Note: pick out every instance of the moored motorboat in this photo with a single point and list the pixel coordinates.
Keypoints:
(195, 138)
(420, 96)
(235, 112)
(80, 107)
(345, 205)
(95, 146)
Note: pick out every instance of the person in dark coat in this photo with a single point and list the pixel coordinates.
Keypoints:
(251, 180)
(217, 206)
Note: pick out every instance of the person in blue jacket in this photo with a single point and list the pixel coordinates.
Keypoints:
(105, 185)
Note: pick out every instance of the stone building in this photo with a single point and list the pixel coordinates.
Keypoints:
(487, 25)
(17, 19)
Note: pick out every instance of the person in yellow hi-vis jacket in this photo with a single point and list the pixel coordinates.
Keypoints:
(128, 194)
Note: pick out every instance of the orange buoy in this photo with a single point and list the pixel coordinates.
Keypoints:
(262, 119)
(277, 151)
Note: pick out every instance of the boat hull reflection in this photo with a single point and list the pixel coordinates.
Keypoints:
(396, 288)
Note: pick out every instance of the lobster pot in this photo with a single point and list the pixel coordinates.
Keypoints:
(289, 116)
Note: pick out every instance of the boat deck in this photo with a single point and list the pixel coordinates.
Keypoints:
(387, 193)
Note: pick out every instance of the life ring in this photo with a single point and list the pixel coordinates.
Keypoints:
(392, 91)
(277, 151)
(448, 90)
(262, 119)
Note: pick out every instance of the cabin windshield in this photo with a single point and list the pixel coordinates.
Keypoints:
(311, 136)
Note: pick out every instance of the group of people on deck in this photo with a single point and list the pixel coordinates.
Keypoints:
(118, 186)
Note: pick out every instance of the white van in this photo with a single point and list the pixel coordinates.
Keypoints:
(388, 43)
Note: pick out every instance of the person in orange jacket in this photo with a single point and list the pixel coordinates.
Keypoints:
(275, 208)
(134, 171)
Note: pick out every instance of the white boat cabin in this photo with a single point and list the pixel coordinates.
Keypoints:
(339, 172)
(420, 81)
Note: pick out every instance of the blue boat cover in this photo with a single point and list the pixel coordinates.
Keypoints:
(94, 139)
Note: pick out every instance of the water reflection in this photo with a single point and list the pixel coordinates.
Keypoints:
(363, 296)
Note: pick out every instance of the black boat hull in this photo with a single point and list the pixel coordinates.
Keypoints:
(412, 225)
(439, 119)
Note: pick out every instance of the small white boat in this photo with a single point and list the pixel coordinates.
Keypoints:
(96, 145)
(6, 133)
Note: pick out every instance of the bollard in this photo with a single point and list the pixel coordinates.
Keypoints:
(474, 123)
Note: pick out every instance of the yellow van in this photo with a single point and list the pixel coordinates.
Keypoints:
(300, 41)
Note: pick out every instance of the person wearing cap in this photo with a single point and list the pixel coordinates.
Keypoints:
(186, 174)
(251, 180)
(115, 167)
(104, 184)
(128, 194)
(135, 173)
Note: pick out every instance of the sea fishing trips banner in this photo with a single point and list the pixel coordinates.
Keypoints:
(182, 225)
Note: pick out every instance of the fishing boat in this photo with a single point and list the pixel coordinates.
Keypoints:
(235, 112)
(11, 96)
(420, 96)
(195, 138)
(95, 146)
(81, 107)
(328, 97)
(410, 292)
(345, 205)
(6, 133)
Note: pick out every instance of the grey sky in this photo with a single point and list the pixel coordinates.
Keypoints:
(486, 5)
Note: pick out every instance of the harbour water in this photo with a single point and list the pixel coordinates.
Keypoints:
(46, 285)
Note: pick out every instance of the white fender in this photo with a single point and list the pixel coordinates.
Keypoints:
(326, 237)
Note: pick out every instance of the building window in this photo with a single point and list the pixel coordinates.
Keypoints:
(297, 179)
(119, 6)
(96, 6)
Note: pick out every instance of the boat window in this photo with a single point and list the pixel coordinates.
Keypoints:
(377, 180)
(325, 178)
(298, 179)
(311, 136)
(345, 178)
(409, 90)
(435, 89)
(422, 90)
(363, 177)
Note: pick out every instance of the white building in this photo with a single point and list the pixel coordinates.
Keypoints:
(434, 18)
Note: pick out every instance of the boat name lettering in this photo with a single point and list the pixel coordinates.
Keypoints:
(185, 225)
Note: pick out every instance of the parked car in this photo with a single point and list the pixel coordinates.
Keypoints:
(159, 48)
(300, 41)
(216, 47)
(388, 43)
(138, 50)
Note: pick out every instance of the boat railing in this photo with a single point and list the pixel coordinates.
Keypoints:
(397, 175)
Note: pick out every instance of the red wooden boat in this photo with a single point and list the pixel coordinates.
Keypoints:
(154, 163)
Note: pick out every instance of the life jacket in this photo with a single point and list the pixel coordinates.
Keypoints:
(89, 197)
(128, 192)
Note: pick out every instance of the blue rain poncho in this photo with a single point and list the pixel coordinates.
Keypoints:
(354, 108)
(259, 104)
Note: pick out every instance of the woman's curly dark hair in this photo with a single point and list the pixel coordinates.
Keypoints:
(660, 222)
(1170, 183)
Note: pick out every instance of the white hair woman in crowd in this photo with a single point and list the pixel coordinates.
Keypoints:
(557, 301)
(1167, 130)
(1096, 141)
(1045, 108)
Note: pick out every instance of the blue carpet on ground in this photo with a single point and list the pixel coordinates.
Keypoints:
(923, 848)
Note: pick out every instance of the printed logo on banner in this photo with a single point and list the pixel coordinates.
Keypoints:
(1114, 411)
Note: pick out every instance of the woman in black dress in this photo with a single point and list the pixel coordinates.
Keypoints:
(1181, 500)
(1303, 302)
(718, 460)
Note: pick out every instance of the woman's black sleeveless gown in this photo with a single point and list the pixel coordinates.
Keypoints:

────────────────────────────────────────

# [YOUR OBJECTIVE]
The complete data is to be transcribed verbatim.

# [TASK RESULT]
Note: pick out every instance of the moored motorboat in this photo with a single point and list the pixel coordinates.
Keypoints:
(195, 138)
(420, 96)
(235, 112)
(80, 107)
(345, 205)
(95, 146)
Note: pick out every instance of the person in dark coat in this photo with a single point and list the pixel coordinates.
Keypoints:
(251, 180)
(217, 206)
Note: pick out every instance of the person in blue jacket in this photo with a single point and list the pixel coordinates.
Keypoints:
(105, 185)
Note: pick out every instance of the stone building in this photo with a single point and list the pixel coordinates.
Keypoints:
(487, 25)
(17, 19)
Note: pick out every instance of the person in yellow hi-vis jacket in this photo with a single point and list the pixel coordinates.
Keypoints:
(128, 194)
Note: pick out every instance of the orange buoy in this photo with a single point and list the pixel coordinates.
Keypoints:
(262, 119)
(277, 151)
Note: pick out every instance of the boat hull reflection in this photo with a single point and list the pixel coordinates.
Keypoints:
(396, 288)
Note: pick out every instance of the lobster pot in this photo with a single point and list the pixel coordinates.
Keypoints:
(289, 116)
Note: pick out every instance of the boat deck in this photo with a single point and list the pixel coordinates.
Keypoints:
(387, 193)
Note: pick out every instance of the life ring in this photo with a single point and list the pixel coordinates.
Keypoints:
(392, 91)
(277, 151)
(448, 90)
(262, 119)
Note: pick out every instance of the cabin windshield in this photo with a single point and list the pixel coordinates.
Keypoints:
(311, 136)
Note: pick out every instance of the group of people on deck in this photo with a single point and list the pixel coordinates.
Keypoints:
(118, 186)
Note: pick out every instance of the white van in this photo with a single point and list the pixel coordinates.
Keypoints:
(388, 43)
Note: pick out every instance of the person in orange jacket in this photo with a single point and list the pixel coordinates.
Keypoints:
(275, 208)
(134, 171)
Note: pick out every instance of the white boat cabin in this photo with a single point and list the pixel coordinates.
Keypoints:
(339, 172)
(420, 81)
Note: pick out every instance of the blue boat cover in this photo with a single point and list the pixel coordinates.
Keypoints:
(94, 139)
Note: pick out every instance of the water reflection in this photo with a single point and list the pixel coordinates.
Keypoints:
(363, 296)
Note: pick out every instance of the black boat hull in this photo with a single point and list the pixel coordinates.
Keypoints:
(412, 225)
(439, 119)
Note: pick out every instance of the small white boat in this photo with a single point and list the pixel coordinates.
Keypoints:
(96, 145)
(6, 133)
Note: pick out every instance of the bollard in this photo with a single point and list the pixel coordinates.
Keypoints:
(474, 123)
Note: pick out every instance of the yellow van in this photo with a single point and list the pixel coordinates.
Keypoints:
(300, 41)
Note: pick out every instance of the person wearing cap in this photo with a single point and list the pixel coordinates.
Keypoints:
(186, 174)
(251, 180)
(115, 167)
(104, 184)
(128, 194)
(135, 173)
Note: pick out every instance of the sea fishing trips banner in this photo with a single point and list the pixel coordinates.
Keypoints:
(182, 225)
Note: pick out every instance of the fishing boat in this photo with a single point and list the pixel coordinates.
Keypoints:
(235, 112)
(11, 96)
(420, 96)
(195, 138)
(95, 146)
(81, 107)
(328, 97)
(410, 292)
(345, 205)
(6, 133)
Note: pick out every instance of the grey sky in this photo with a single point and list the pixel coordinates.
Keypoints:
(486, 5)
Note: pick out every instance of the harbour water in this photo with a single point and list the pixel coordinates.
Keypoints:
(46, 285)
Note: pick out every instance of the white fender in this photo with a single point and list the pixel coordinates.
Keypoints:
(326, 237)
Note: pick out every instance of the building window in this photo with a single point and list the pixel coordinates.
Keypoints:
(297, 179)
(119, 6)
(96, 6)
Note: pick out every instance of the boat window in this photo with a single point and list the pixel coordinates.
Keypoints:
(377, 180)
(325, 178)
(298, 179)
(311, 136)
(345, 178)
(409, 90)
(435, 89)
(422, 90)
(363, 177)
Note: pick out every instance of the white building in this photo with a single point and list the pixel coordinates.
Keypoints:
(434, 18)
Note: pick out every instance of the boat name lettering in this photo with a single point and list the pixel coordinates.
Keypoints:
(185, 225)
Note: pick out every instance of the parked car in this photo with a single point and list the pixel coordinates.
Keypoints:
(159, 48)
(300, 41)
(216, 47)
(388, 43)
(138, 50)
Note: pick out every instance of the boat railing in this photo with a single point and list the pixel coordinates.
Keypoints:
(397, 175)
Note: pick out every instance of the red wooden boat in this photo with a single point and list the pixel coordinates.
Keypoints:
(154, 163)
Note: pick out every instance of the life jacket in this photo with a single point and list the pixel coordinates.
Keypoints:
(89, 197)
(128, 192)
Note: pick out every instance of the blue rain poncho in this photo with a single point and list the pixel coordinates.
Keypoints:
(354, 108)
(259, 104)
Note: pick out every instance of the woman's curly dark hair in this photo with a single point and list the pixel coordinates.
Keypoints:
(660, 222)
(1170, 183)
Note: pick out every instance of the white hair woman in crowd in this photo with a single point and list the pixel coordinates.
Keypoints:
(557, 301)
(1167, 130)
(1096, 141)
(1045, 108)
Note: pick out every instance of the blue carpet on ground in this photo with a single point and list the pixel coordinates.
Keypoints:
(923, 848)
Note: pick out every instance of the printed logo on banner in this photo with a single point and list the pixel coordinates.
Keypoints:
(1114, 411)
Note: pick out every instance of the woman in black dress in this photo with a single point and list the pixel coordinates.
Keypoints:
(1181, 500)
(1303, 302)
(718, 460)
Note: pick out every instance of the woman's black sleeveless gown in this photo with a single point and list the pixel coordinates.
Keypoints:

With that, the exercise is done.